Records from a collection
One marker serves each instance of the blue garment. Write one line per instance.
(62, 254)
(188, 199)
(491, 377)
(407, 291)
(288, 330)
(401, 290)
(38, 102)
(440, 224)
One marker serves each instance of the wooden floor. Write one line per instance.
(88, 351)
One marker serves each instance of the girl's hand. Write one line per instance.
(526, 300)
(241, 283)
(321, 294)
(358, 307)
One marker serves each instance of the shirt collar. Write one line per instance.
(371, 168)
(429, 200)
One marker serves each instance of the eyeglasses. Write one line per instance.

• _Work request_
Nothing in the data may differ; print all of it exactly as written.

• _Solution for this problem_
One marker serves each instance of the blue garment. Write one line per instance.
(62, 254)
(188, 199)
(491, 377)
(407, 291)
(288, 330)
(401, 290)
(38, 102)
(440, 224)
One marker serves each instance of the wooden floor. Write one line per instance.
(88, 351)
One marker serves each instance of the girl's hand. Write one line per instance.
(526, 300)
(241, 283)
(321, 294)
(358, 307)
One marker serves each instance of the shirt collar. Write one line per instance.
(371, 168)
(429, 200)
One marker serves each instance of the eyeglasses. Write one line per instance.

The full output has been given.